Instruction:
Reproduce the following lines verbatim, character for character.

☆ ☆ ☆

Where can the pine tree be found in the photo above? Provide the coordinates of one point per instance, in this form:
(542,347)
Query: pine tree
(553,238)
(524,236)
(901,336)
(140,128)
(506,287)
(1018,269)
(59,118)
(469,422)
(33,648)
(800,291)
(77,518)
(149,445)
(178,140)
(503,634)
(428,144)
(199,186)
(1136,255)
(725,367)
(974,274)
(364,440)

☆ ☆ ☆

Task result:
Where can the pine tree be found in the photo above? Provide the coordinates of one point per instance, in this form:
(542,347)
Query: pine tree
(553,238)
(524,236)
(901,336)
(140,128)
(506,287)
(1018,269)
(59,118)
(469,422)
(33,648)
(800,291)
(77,518)
(149,445)
(178,140)
(503,634)
(428,144)
(199,186)
(1136,255)
(725,367)
(974,274)
(364,440)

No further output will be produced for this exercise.